Try it: Go over these records and count the lines with the string "ceiling" in them; the count is all that should be returned.

Input:
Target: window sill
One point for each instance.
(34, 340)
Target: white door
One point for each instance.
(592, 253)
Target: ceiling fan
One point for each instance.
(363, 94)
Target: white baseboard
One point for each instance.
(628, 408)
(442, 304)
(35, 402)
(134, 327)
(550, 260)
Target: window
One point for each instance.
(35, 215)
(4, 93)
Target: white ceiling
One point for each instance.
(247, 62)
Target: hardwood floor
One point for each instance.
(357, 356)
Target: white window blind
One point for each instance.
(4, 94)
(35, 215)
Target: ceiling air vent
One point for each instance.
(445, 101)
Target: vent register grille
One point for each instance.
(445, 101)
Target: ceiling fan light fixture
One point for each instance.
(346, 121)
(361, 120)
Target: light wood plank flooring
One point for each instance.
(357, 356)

--

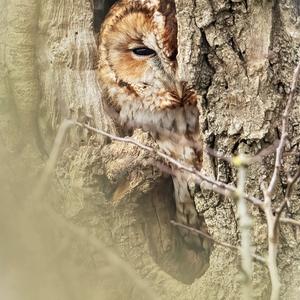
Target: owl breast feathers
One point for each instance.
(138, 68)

Response for this exercise: 4